• [Extrait du texte]:
========================
Pour apprécier l’évolution des trafics entre 2001 et 2020, la mission s’est fondée sur les prévisions figurant dans les schémas de services collectifs de transports :

- pour la route une croissance de 50% minimum ;

- pour le trafic ferroviaire de voyageurs une croissance du même ordre mais qui dépend beaucoup de la construction de nouvelles lignes à grande vitesse ;

-pour le trafic ferroviaire de fret, les prévisions figurant dans ces schémas lui ont paru surestimées dans la mesure où l’effet d’offre résultant des nouvelles infrastructures, qui a un impact sensible sur la demande de transports de voyageurs, ne paraît pas jouer dans les mêmes proportions pour le transport de fret.

Ces taux de croissance mettent en évidence que, pour continuer à disposer d’un système de transports performant, sûr et qui réponde aux besoins des particuliers et à ceux de l’économie dans l’espace européen, notre pays doit continuer à développer une politique d’investissement dans les infrastructures de transports.

2. La réforme autoroutière, l’article 4 du décret portant statut de Réseau ferré de France (RFF), la faiblesse des ressources propres de Voies navigables de France (VNF), rendent incontournables pour la quasi-totalité des investissements d’infrastructures des apports de fonds publics sous la forme de subvention. Parallèlement la réforme autoroutière devrait apporter en dividendes au budget de l’Etat au moins 5 Md. d'ici à 2020.

Ce financement direct sur crédits publics impose de choisir les investissements en tenant le plus grand compte des résultats des études économiques, en s’efforçant notamment de rapporter le bénéfice socio-économique actualisé à la contribution publique nécessaire à l’équilibre des opérations envisagées.

3. Les grands projets d’infrastructures ont tous, dans des proportions variables, un intérêt national et un intérêt régional, voire local. Il est donc souhaitable que les collectivités territoriales et notamment les Régions continuent d’être étroitement associées aux études et à la mise au point des projets, ainsi qu’à leur financement. La mission a pris comme hypothèse de travail la poursuite de ces cofinancements.

En outre, certains projets présentent un fort intérêt européen. Si le cofinancement communautaire existe bien, il reste faible en regard du coût souvent très élevé des projets.

4. La mission a pris acte de la nécessité, mise en évidence par plusieurs rapports (Cour des Comptes, Conseil général des Pont et Chaussées) d’augmenter les crédits consacrés à l’entretien et à la restauration des réseaux d’infrastructures. Ceci est notamment valable pour le réseau fluvial qui a trop longtemps souffert de crédits d’entretien insuffisants. Il existe également des besoins financiers significatifs pour l’entretien et la réhabilitation du réseau routier. Quant au réseau ferroviaire, RFF a fait état d’importants besoins d’investissements de régénération. La mission a intégré dans ses perspectives financières l’augmentation souhaitée des crédits correspondants pour chacun de ces réseaux mais n’a pas mené sa propre évaluation de ces besoins.

5. La mission a mis en évidence les délais très importants d’études, de concertations et de procédures préalables au démarrage des travaux des grandes infrastructures. Elle évalue à 10 à 12 ans le délai qui peut séparer le début des premières études préalables au débat public du démarrage effectif des travaux. La mise en service intervient donc 14 à 17 ans après le lancement premières études. La mission souligne que pour être réaliste et performante, la programmation doit bien intégrer ces délais.
========================
• [Données fournies]:
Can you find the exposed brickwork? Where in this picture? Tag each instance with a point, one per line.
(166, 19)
========================
• [Énoncé]: Poursuivez le texte sur le financement des infrastructures de transport après sa dernière phrase. Ces données sont tirées d'une source distincte de celle du texte.

• [Réponse]:
6. Compte tenu des besoins en fonds publics nécessaires au financement des grandes infrastructures, la mission insiste sur la nécessité de bien contrôler les coûts prévisionnels des opérations. Elle constate en particulier que le coût des opérations en milieu urbain ou périurbain a tendance à augmenter très fortement, ce qui est préoccupant. La mission suggère que, pour des opérations difficiles, par exemple les contournements d’agglomérations, les infrastructures en Ile-de-France, ou encore les infrastructures dans des zones sensibles, il soit constitué des équipes dédiées ayant la responsabilité de ces opérations et un temps suffisant à y consacrer. Elle suggère aussi que les études préalables au débat public soient suffisamment approfondies pour permettre, pendant le débat, un dialogue fondé sur des estimations réalistes des coûts et des capacités propres de financement du maître d’ouvrage. Il convient en particulier d’avoir à l’esprit qu’une concession autoroutière est juridiquement fragile si le taux de subvention par des fonds publics est trop important.

L’EVALUATION DES PROJETS

7. Les opérations ont été évaluées au regard de leur rentabilité socio-économique, des besoins en fonds publics qu’elles nécessitent, des enjeux qu’elles représentent pour la politique européenne des transports, pour l’intermodalité, la sécurité routière, l’environnement, l’aménagement et le développement durable du territoire et en s’assurant qu’il a bien été tenu compte des possibilités offertes par une meilleure utilisation des infrastructures existantes.

 

8. Projets fluviaux Dans le domaine fluvial la mission recommande que la réalisation de la section centrale de la liaison Seine-Nord soit reportée au-delà de l’horizon 2020 des schémas de service, sa rentabilité socio-économique étant insuffisante du fait de perspectives de trafic beaucoup trop faibles en regard du coût très élevé de l’investissement (2,6 Md.).

En ce qui concerne le projet d’écluse fluviale de Port 2000, la mission réserve son jugement dans l’attente de l’achèvement des études techniques, socio-économiques et financières du projet et de ses alternatives. L’objectif est de ne pas défavoriser la voie d’eau dans la desserte de Port 2000.

La mission recommande que la restauration indispensable du réseau, notamment de sa partie la plus importante pour le transport de marchandises, puisse être effectivement réalisée, ce qui suppose une augmentation des ressources propres de Voies navigables de France.

9. Projets routiers et autoroutiers

Dans le domaine routier, une première distinction doit être faite entre les autoroutes concédées, les routes nationales interurbaines, les opérations en milieu urbain et les projets en Ile-de-France.

a) Autoroutes concédées

Il convient tout d’abord de signaler qu’en vertu des concessions déjà accordées, 290 nouveaux kilomètres d’autoroutes sont aujourd’hui en travaux et 466 kilomètres doivent encore être lancés. Il faut y ajouter près de 900 kilomètres d’élargissements, déjà prévus dans les contrats de concession existants, à réaliser dans les années à venir sans apport de fonds publics.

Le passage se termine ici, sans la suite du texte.